§ DIRECTIVE: Type out every one of the records below word for word, leaving out the pictures.

§ PROVIDED DATA:
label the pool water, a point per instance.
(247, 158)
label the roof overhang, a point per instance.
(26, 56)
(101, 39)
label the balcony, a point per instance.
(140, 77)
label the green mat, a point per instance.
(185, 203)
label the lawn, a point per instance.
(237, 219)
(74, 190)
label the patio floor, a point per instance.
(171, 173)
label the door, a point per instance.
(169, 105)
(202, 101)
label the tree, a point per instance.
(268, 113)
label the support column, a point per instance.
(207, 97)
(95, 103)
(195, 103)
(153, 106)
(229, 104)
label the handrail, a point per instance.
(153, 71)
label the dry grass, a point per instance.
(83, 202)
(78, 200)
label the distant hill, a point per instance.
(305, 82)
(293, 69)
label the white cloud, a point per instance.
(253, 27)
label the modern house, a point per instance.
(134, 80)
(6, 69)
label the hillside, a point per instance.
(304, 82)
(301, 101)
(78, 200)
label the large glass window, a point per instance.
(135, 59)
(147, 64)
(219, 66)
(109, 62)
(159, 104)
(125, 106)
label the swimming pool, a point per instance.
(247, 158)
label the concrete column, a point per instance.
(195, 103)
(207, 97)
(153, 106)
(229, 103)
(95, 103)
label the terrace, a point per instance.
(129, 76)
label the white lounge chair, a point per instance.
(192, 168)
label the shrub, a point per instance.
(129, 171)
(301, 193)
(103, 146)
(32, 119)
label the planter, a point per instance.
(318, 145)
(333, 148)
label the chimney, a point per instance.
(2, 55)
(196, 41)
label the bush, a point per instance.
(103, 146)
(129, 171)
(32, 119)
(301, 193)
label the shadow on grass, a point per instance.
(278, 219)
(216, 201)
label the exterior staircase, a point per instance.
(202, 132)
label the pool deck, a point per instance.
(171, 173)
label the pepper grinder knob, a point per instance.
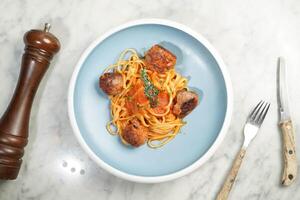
(40, 47)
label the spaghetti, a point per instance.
(132, 102)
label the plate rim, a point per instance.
(163, 178)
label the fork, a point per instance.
(253, 123)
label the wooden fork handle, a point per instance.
(224, 192)
(289, 153)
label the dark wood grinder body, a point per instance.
(39, 50)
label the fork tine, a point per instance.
(257, 111)
(260, 111)
(250, 117)
(263, 113)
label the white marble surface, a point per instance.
(249, 35)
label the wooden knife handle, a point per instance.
(289, 153)
(39, 50)
(224, 192)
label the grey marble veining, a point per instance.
(249, 35)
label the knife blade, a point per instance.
(285, 123)
(283, 105)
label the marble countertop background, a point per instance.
(249, 35)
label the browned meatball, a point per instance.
(185, 102)
(159, 59)
(135, 133)
(111, 83)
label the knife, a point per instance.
(286, 126)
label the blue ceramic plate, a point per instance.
(206, 125)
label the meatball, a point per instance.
(185, 102)
(159, 59)
(111, 83)
(135, 133)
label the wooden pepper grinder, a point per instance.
(39, 50)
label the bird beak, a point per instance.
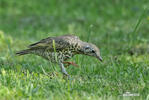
(100, 58)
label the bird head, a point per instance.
(91, 50)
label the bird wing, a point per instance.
(58, 43)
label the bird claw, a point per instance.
(70, 63)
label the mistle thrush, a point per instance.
(61, 48)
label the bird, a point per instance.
(61, 48)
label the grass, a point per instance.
(118, 27)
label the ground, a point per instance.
(118, 27)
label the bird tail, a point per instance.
(23, 52)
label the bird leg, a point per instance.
(63, 69)
(70, 63)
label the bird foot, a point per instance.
(70, 63)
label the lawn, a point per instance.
(118, 27)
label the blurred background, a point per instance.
(118, 27)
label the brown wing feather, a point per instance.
(61, 42)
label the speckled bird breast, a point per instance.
(58, 56)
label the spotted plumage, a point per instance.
(59, 49)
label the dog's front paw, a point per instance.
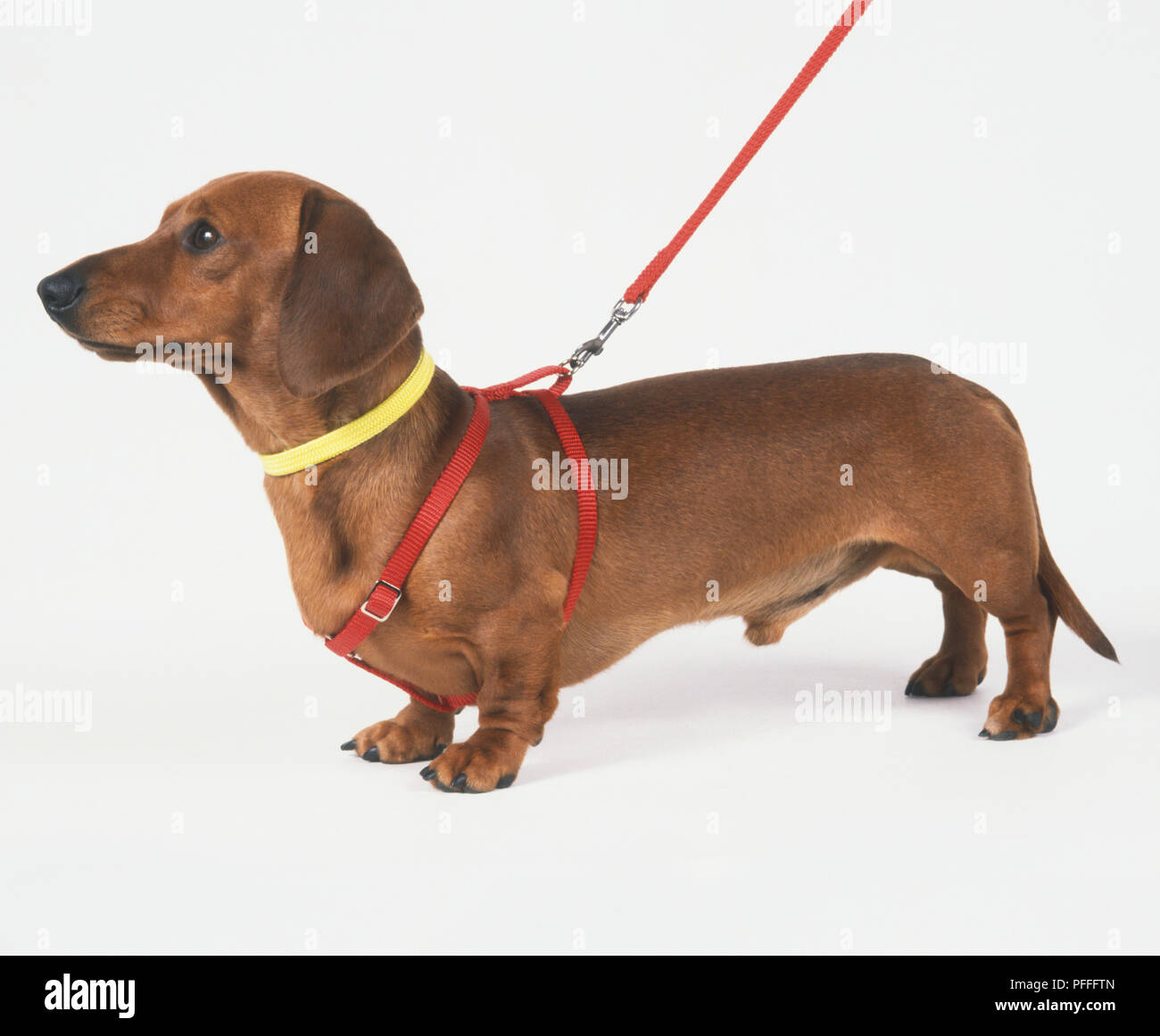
(487, 760)
(1012, 717)
(399, 741)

§ SOLUTION TO THIS EXERCISE:
label the pool water, a point per instance.
(247, 158)
label the roof overhang, a point per instance.
(26, 56)
(101, 39)
label the balcony, a point per instance.
(140, 77)
label the green mat, a point per instance.
(185, 203)
label the lawn, a point per instance.
(237, 219)
(74, 190)
label the patio floor, a point per instance.
(171, 173)
label the door, a point per instance.
(169, 105)
(202, 101)
label the tree, a point per instance.
(268, 113)
label the support column, a point per instance.
(207, 97)
(95, 103)
(195, 103)
(153, 106)
(229, 104)
label the handrail, a point per instance.
(153, 71)
label the dry grass, a point per instance.
(83, 202)
(78, 200)
label the distant hill, a point per instance.
(305, 82)
(293, 69)
label the white cloud, a point per instance.
(253, 27)
label the modern house, a point per instance.
(134, 80)
(6, 69)
label the hillside, a point per instance.
(304, 82)
(301, 101)
(78, 200)
label the large glass window, a point per instance.
(135, 59)
(147, 64)
(219, 66)
(109, 62)
(159, 104)
(125, 106)
label the swimming pool, a point per instance.
(247, 158)
label the concrete column, a point per instance.
(195, 103)
(207, 97)
(153, 106)
(229, 103)
(95, 103)
label the terrace, a point per instance.
(129, 76)
label the white lounge chair, a point per instance.
(192, 168)
label the shrub, a point per instance.
(129, 171)
(301, 193)
(103, 146)
(32, 119)
label the planter, a point per instance.
(318, 145)
(333, 148)
label the chimney, a point per instance.
(2, 55)
(196, 41)
label the bush, a point per instance.
(103, 146)
(129, 171)
(32, 119)
(301, 193)
label the shadow on grass, a point per instance.
(278, 219)
(216, 201)
label the exterior staircase, a point per instance.
(202, 132)
label the pool deck, a point per instance.
(171, 173)
label the pepper grinder knob, a point per instance.
(40, 47)
label the spaghetti, a point per instance.
(132, 102)
label the plate rim, a point per instance.
(163, 178)
label the fork, a point per instance.
(253, 123)
label the wooden fork handle, a point per instance.
(224, 192)
(289, 153)
label the dark wood grinder body, a point per instance.
(39, 50)
label the fork tine, a point per instance.
(257, 111)
(260, 111)
(250, 117)
(263, 113)
label the white marble surface, a point per instance.
(249, 35)
label the wooden knife handle, a point per instance.
(289, 153)
(39, 50)
(224, 192)
label the grey marble veining, a point per instance.
(249, 35)
label the knife blade, a point per instance.
(285, 123)
(283, 105)
label the marble countertop background, a point per instance.
(249, 35)
label the browned meatball, a point per instance.
(185, 102)
(159, 59)
(135, 133)
(111, 83)
label the knife, a point per instance.
(286, 126)
label the blue ceramic plate, a point per instance.
(206, 125)
label the meatball, a point per instance.
(185, 102)
(159, 59)
(111, 83)
(135, 133)
label the wooden pepper grinder, a point per instance.
(39, 50)
label the bird beak, a point per instance.
(100, 58)
label the bird head, a point per instance.
(91, 50)
label the bird wing, a point per instance.
(58, 43)
label the bird claw, a point per instance.
(70, 63)
label the mistle thrush, a point per instance.
(61, 48)
label the bird, a point per instance.
(61, 48)
label the grass, a point per instance.
(118, 27)
label the ground, a point per instance.
(118, 27)
label the bird tail, a point per instance.
(23, 52)
label the bird leg, a point per instance.
(63, 69)
(70, 63)
label the bird foot, a point per instance.
(70, 63)
label the lawn, a point per instance.
(118, 27)
label the blurred background, a point per instance.
(118, 27)
label the brown wing feather, a point per instance.
(61, 42)
label the speckled bird breast, a point per instance.
(58, 56)
label the spotted plumage, a point per instance.
(59, 49)
label the dog's front paw, a point per instance.
(487, 760)
(1012, 717)
(399, 741)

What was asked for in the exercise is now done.